Excerpt provided:

Conventional Sea Defences
Seawalls are intended to protect the coast but reflect storm waves so efficiently that their foundations can be undermined. Reflected waves interact with incoming waves, resulting in scour of the seabed material in front of them. This is washed away, eventually undermining the wall. The only alternative to a wall is a beach, bringing us to beach replenishment as another remedy.
Intact sea wall at Happisburgh, Norfolk, UK
Failed sea wall at Happisburgh, Norfolk, UK
Beach Replenishment has become a fashionable alternative to hard defences, especially as beaches are only now being recognised as the best defence against coastal erosion.
Nevertheless, the main problem with un-supported replenishment is that sediment newly dumped on the shore creates an unnaturally steep beach profile. This is more typical of offshore bars rather than beaches. It encourages waves to be reflected (rather than gently dissipated) at the face of the replenished sandbank, which is then swept down coast more quickly than prior to this process.
The result of this is that frequent (often annual) replenishment is needed, entailing a considerable ongoing expense.
The diagram in the top of the next column shows why the replenished beach erodes so quickly.
Typical cross-section through replenished beach
Beach replenishment at New Jersey, USA
Groynes are, in their basic form, straight walls perpendicular to the shore that are intended to trap sand and prevent it from being carried along the coast.

What you are asked to do: Reproduce word for word the part of the sea defences text that opens with the words "Intact sea wall" and closes with "to this process.".

Dataset excerpt
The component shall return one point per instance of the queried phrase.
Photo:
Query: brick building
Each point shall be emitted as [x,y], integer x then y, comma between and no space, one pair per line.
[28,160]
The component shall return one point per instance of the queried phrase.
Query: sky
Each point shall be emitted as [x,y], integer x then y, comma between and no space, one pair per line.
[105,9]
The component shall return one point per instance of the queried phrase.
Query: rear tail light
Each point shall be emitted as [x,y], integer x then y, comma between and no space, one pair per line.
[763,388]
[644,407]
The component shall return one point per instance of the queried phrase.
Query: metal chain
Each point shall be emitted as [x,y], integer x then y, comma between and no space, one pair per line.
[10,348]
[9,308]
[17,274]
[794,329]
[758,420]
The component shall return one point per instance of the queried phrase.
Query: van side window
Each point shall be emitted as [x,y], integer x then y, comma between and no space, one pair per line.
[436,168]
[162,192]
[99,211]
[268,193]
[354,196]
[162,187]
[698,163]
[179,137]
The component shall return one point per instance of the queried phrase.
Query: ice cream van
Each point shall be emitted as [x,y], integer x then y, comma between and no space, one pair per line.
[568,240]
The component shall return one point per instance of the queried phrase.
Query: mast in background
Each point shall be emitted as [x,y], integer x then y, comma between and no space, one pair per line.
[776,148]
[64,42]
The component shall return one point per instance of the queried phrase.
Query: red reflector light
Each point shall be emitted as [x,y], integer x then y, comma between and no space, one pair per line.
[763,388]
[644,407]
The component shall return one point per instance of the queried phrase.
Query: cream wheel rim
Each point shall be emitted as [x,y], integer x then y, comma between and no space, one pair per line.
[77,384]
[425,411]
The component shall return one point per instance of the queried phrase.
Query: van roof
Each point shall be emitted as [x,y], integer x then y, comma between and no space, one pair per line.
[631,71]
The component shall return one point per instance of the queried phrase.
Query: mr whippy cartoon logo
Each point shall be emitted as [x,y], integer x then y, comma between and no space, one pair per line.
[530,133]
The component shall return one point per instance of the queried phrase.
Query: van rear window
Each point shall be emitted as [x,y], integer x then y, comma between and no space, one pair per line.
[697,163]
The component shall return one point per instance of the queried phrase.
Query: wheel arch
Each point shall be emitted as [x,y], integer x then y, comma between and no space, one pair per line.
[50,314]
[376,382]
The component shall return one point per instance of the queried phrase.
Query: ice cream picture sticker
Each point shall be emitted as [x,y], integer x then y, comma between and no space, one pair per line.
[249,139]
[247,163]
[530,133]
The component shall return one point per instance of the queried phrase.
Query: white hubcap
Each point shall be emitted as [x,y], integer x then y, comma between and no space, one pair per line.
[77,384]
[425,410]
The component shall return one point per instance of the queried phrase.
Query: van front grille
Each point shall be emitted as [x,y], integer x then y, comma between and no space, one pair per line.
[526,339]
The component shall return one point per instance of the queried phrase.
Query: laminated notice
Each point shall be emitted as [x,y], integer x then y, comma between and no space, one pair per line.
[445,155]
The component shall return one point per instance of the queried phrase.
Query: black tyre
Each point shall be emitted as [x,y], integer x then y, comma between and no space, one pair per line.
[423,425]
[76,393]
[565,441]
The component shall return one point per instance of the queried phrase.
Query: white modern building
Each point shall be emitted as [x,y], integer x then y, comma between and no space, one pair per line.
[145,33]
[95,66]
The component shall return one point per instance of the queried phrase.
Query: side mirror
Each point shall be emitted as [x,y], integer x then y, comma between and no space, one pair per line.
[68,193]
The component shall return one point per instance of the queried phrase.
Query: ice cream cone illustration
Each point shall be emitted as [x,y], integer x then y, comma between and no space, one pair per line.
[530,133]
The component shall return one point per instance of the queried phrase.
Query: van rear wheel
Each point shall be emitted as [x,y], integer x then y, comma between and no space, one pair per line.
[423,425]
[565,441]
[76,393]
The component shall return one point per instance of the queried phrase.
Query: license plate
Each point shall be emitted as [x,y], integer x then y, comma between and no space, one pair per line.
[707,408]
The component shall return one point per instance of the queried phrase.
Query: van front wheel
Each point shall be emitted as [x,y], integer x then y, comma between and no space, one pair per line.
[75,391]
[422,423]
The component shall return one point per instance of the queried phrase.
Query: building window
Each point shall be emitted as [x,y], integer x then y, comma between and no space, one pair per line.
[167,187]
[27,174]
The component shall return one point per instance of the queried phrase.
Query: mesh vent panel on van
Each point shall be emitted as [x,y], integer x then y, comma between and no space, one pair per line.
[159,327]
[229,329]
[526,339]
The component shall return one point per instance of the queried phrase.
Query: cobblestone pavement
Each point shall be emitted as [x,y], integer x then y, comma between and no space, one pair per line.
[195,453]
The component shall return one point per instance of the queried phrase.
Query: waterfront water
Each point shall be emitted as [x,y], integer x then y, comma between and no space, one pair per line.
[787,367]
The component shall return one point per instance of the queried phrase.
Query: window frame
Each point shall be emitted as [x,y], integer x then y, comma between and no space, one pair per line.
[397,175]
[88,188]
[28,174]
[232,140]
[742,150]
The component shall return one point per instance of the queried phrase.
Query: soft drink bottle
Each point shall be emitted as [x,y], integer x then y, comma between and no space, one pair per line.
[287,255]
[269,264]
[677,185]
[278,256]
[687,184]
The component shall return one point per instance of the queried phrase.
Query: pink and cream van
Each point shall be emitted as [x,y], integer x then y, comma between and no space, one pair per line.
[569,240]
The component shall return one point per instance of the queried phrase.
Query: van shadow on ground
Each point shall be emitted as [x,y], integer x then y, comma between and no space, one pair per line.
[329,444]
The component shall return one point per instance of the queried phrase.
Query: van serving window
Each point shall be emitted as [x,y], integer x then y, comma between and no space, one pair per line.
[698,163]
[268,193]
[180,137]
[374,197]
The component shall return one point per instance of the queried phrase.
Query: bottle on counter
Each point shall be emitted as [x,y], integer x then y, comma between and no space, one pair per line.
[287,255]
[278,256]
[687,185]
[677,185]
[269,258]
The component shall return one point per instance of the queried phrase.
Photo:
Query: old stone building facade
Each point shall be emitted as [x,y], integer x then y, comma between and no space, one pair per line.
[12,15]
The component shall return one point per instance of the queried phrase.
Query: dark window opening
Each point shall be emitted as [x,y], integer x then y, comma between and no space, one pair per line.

Answer below:
Intact sea wall at Happisburgh, Norfolk, UK
Failed sea wall at Happisburgh, Norfolk, UK
Beach Replenishment has become a fashionable alternative to hard defences, especially as beaches are only now being recognised as the best defence against coastal erosion.
Nevertheless, the main problem with un-supported replenishment is that sediment newly dumped on the shore creates an unnaturally steep beach profile. This is more typical of offshore bars rather than beaches. It encourages waves to be reflected (rather than gently dissipated) at the face of the replenished sandbank, which is then swept down coast more quickly than prior to this process.